Exercise set:
1 > List every activity the writer of the journal entry about Ashton's football says they still do on LJ.
2 > Pick up the journal entry about Ashton's football after its final sentence and keep writing it.

Text for analysis:
[Start of section]
Aug 23, 2007 21:28
I can't believe how infrequently I post anymore. I used to feel far more connected to LJ then I do now. I still check it every day, read my FL and comment when appropriate. I just don't write as much. I've noticed that most of the other people I know don't so much any more either. I'm not complaining or whining, I just happened to realize and thought I'd comment.
I really didn't start this entry just to talk about how I never post entries. Really, I didn't.
Ashton is playing football now. The only thing cuter then seeing him out there is watching the little flag team practice. I wish now I had put him in flag just because it is so adorable. He is doing well, and I think it is very good for him. Being an only child he has always dealt poorly with losing. He isnt mean, he is just a very poor sport and gets all whiny and cry-y when he loses. I was really hoping that being in a team sport would help clear that up, and I think it is working.
Football practice is four nights a week for two hours. I'm hot just sitting there watching him, so I can't imagine how hot those little boys are with all that gear on. The coaches are great about giving them water through out practice and they dump it over them every so often, so it really isn't terrible... but still... it has been HOT.
[End of section]
Information provided:
[Start of section]
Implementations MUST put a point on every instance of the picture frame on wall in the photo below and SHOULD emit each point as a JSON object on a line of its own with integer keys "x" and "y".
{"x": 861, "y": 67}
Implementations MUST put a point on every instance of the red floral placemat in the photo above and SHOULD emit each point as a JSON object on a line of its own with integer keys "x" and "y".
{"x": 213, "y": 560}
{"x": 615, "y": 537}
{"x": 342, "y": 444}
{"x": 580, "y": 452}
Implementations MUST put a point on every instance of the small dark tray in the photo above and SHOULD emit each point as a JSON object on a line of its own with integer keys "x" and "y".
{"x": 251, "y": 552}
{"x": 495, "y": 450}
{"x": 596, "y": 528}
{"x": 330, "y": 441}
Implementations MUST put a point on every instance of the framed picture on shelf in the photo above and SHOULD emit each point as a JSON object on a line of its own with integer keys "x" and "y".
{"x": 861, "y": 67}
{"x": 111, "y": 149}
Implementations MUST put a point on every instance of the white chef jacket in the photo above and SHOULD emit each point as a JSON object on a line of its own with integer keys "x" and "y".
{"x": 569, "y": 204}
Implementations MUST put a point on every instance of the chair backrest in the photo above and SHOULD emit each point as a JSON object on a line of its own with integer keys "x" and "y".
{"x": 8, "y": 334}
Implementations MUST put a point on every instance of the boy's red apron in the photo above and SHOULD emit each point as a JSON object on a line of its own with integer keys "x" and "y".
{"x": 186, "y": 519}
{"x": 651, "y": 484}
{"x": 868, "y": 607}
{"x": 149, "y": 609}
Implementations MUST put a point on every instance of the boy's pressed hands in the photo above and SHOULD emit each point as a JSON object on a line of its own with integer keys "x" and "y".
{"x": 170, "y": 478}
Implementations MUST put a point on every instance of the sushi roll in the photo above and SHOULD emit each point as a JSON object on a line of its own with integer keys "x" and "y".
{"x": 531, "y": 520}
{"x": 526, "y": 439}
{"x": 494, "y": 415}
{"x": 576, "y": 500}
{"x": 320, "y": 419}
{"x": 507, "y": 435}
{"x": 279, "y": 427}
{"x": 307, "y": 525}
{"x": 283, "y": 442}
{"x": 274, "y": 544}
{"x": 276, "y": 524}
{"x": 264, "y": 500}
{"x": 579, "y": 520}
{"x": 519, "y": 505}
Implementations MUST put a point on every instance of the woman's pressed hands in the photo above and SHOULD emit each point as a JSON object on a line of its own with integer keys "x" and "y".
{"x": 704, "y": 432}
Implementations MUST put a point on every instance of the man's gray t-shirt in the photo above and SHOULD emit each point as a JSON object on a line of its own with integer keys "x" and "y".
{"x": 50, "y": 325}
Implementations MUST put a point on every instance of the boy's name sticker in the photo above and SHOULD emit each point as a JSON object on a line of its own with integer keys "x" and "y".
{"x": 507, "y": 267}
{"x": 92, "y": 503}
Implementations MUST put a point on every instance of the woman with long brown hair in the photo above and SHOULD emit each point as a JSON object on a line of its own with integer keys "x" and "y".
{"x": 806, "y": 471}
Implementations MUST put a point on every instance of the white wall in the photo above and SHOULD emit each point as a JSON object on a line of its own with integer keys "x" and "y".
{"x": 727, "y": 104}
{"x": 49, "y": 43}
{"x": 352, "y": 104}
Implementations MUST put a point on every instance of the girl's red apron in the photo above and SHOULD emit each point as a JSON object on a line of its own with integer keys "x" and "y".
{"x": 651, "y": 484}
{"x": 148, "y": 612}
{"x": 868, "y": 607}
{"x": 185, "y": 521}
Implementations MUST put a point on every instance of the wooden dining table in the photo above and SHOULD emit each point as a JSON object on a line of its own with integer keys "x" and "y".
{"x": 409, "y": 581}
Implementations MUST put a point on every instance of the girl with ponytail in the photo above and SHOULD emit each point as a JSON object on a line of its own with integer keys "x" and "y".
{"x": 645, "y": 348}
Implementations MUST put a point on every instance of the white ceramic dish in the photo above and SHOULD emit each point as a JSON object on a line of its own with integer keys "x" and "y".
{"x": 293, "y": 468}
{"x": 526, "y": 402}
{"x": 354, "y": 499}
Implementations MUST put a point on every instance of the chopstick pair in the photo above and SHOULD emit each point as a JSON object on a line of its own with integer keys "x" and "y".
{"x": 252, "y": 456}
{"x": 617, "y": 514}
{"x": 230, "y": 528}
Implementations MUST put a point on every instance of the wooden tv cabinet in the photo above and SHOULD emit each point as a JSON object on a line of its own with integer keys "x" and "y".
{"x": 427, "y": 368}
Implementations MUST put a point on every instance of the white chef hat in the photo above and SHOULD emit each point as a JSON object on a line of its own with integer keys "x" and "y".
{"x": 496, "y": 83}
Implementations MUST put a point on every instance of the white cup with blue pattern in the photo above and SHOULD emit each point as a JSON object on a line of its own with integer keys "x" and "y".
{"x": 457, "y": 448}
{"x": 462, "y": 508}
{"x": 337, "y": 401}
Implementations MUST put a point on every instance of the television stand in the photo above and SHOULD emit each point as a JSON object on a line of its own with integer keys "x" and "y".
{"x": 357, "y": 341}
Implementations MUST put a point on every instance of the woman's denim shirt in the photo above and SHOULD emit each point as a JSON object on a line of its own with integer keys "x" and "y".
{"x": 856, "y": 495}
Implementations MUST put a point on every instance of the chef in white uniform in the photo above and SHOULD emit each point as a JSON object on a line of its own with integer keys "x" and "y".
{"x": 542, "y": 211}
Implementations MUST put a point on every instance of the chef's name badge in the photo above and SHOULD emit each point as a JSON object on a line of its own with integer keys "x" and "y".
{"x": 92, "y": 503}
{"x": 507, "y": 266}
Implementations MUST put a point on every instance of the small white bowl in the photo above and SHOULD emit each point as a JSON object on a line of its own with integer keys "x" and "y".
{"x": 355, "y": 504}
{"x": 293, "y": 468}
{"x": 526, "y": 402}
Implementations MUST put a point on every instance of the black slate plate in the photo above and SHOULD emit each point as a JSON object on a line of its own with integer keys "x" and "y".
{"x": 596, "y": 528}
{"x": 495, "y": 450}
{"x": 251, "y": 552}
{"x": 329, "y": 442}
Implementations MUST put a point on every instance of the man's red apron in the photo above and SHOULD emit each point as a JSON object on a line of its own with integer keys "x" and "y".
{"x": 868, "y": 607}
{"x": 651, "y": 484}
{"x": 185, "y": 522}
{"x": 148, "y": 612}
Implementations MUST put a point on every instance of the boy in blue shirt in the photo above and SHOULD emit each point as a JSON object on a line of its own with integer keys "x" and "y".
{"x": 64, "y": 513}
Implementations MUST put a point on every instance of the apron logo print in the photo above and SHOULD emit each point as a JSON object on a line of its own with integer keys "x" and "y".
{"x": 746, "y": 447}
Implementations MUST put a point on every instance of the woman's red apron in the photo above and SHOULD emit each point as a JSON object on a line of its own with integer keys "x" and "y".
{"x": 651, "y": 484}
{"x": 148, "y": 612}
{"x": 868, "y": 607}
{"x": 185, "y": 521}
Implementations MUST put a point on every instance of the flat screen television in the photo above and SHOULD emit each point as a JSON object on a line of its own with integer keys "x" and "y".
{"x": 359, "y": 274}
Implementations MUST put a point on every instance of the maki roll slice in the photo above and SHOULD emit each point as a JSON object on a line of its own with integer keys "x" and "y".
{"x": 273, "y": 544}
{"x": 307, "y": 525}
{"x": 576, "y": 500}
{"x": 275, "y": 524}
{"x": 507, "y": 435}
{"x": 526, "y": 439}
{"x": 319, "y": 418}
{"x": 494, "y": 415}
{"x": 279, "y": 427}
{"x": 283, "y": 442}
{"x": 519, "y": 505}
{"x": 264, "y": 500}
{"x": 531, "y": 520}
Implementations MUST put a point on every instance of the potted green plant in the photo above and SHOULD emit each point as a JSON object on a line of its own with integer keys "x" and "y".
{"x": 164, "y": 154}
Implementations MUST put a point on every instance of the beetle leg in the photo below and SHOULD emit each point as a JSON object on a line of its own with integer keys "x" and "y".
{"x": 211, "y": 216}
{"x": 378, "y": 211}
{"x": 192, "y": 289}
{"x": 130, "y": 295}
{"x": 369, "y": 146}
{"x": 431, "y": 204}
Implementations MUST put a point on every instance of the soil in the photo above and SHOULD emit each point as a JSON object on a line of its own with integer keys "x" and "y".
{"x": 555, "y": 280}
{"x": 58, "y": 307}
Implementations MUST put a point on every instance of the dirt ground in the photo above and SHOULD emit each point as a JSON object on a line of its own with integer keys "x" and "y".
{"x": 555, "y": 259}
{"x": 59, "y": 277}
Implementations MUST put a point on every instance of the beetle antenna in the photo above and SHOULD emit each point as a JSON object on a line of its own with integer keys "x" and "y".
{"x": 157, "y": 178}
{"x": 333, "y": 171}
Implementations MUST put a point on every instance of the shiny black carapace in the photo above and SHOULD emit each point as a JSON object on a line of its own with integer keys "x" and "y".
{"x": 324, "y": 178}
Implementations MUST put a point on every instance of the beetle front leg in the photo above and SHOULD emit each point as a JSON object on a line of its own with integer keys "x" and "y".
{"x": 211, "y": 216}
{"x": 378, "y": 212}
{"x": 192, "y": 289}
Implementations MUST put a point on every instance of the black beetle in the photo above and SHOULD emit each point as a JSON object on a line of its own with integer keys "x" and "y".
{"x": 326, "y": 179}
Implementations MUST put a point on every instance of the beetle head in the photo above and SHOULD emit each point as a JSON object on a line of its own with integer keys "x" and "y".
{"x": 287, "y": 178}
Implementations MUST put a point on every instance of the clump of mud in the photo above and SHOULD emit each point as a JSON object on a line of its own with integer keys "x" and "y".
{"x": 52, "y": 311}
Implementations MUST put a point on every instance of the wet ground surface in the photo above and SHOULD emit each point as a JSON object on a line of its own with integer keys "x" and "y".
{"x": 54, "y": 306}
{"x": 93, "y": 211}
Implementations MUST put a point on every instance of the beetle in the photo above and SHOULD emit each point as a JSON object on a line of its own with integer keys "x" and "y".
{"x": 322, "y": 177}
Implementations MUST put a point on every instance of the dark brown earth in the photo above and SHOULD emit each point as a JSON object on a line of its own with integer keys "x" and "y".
[End of section]
Results of the tasks:
1 >
- Check it every day
- Read their FL
- Comment when appropriate

2 >
Robert is coaching his nephews midget league football, which is pretty cool, but we seem to be talking a lot more about kid-stuff then I ever thought we would. NOT (let me repeat NOT) kid-stuff as in us thinking or anything like that or anything US... I just mean, we can spend 20 minutes straight talking about the cool things at practice.
He bought a new truck. I don't understand that... He had a beautiful Toyota 4-Runner and now he has some Chevy something-or-other. I dont understand the appeal of trucks, but I think I am in the minority. He has wanted a truck for awhile, and had one before the 4-Runner, so now he has one again.
There is a chance that he may be here for another week in Sept (maybe pushed to October)... I dont know for sure. He hasnt actually heard any mention of it at all from his company, but according to what I'm hearing it is in the works to send him in for a training at one of our sites.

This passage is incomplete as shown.